* What you need to do
Nothing in the entries may be altered; copy them in full.

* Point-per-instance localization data
+--

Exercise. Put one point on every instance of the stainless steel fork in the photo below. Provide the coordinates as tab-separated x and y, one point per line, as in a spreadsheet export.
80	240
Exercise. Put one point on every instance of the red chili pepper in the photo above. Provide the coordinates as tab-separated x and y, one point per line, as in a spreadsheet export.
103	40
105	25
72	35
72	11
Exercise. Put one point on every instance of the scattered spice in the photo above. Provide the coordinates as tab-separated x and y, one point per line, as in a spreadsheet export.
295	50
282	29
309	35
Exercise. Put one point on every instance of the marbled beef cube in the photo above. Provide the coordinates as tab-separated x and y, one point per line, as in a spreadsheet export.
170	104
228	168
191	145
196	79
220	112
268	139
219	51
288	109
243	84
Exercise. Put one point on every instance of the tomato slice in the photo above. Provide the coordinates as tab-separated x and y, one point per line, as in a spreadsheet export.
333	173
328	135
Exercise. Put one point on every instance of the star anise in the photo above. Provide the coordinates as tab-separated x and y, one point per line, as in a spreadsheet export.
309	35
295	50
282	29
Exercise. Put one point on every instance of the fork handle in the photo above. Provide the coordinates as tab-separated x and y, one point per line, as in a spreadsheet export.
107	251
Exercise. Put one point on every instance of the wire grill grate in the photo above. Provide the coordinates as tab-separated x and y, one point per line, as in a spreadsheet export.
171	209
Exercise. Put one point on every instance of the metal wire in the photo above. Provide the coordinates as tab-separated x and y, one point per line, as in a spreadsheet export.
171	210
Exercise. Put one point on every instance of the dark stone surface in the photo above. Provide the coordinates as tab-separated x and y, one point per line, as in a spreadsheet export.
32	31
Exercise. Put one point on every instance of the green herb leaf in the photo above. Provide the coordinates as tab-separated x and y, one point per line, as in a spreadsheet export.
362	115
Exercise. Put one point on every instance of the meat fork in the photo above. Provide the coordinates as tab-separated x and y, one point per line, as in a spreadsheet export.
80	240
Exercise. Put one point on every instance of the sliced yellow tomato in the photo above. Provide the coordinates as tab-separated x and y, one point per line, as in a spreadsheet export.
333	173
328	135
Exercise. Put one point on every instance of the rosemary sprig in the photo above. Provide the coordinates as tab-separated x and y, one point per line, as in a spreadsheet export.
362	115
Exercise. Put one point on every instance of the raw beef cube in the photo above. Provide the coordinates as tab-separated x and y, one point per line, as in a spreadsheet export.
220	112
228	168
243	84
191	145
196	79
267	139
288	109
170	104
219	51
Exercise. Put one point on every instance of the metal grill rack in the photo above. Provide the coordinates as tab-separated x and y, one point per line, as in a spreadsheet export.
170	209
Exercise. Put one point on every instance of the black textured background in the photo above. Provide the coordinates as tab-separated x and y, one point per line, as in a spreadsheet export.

+--

* Solution for this problem
Exercise. Put one point on every instance of the stainless steel fork in the photo below. Provide the coordinates as tab-separated x and y, one point per line, as in a spreadsheet export.
80	240
Exercise. Put one point on every instance of the red chili pepper in the photo above. Provide the coordinates as tab-separated x and y, one point per line, as in a spreadsheet export.
103	40
105	25
72	35
72	11
Exercise. Put one point on every instance of the scattered spice in the photo above. Provide the coordinates as tab-separated x and y, one point per line, as in a spreadsheet export.
295	50
282	29
309	35
Exercise. Put one point on every instance of the marbled beef cube in the photo above. Provide the coordinates as tab-separated x and y, one point per line, as in a spreadsheet export.
170	104
228	168
191	145
196	79
220	112
268	139
219	51
288	109
243	84
Exercise. Put one point on every instance of the tomato slice in the photo above. Provide the coordinates as tab-separated x and y, one point per line, as in a spreadsheet export.
333	173
328	135
Exercise. Put one point on every instance of the star anise in the photo above. Provide the coordinates as tab-separated x and y, one point per line, as in a spreadsheet export.
309	35
295	50
282	29
Exercise. Put one point on every instance of the fork handle in the photo above. Provide the coordinates as tab-separated x and y, one point per line, as in a spreadsheet export.
107	251
Exercise. Put one point on every instance of the wire grill grate in the photo above. Provide the coordinates as tab-separated x and y, one point per line, as in a spreadsheet export.
171	209
Exercise. Put one point on every instance of the metal wire in the photo above. Provide the coordinates as tab-separated x and y, one point per line, as in a spreadsheet export.
171	210
Exercise. Put one point on every instance of the dark stone surface in the photo above. Provide the coordinates as tab-separated x and y, one point per line, as in a spreadsheet export.
32	31
Exercise. Put one point on every instance of the green herb leaf in the photo above. Provide the coordinates as tab-separated x and y, one point per line, as in a spreadsheet export.
362	115
Exercise. Put one point on every instance of the meat fork in the photo above. Provide the coordinates as tab-separated x and y, one point per line, as in a spreadsheet export.
80	240
Exercise. Put one point on every instance of the sliced yellow tomato in the photo above. Provide the coordinates as tab-separated x and y, one point per line, as in a spreadsheet export.
333	173
328	135
Exercise. Put one point on every instance of the rosemary sprig in the photo above. Provide the coordinates as tab-separated x and y, one point per line, as in a spreadsheet export.
362	115
Exercise. Put one point on every instance of the raw beef cube in the photo above. Provide the coordinates as tab-separated x and y, one point per line, as in a spreadsheet export.
220	112
228	168
243	84
191	145
196	79
267	139
288	109
170	104
219	51
Exercise. Put one point on every instance of the metal grill rack in the photo above. Provide the coordinates as tab-separated x and y, one point per line, as in a spreadsheet export.
170	209
Exercise. Put one point on every instance of the black textured background in the photo above. Provide the coordinates as tab-separated x and y, one point per line, as in a spreadsheet export.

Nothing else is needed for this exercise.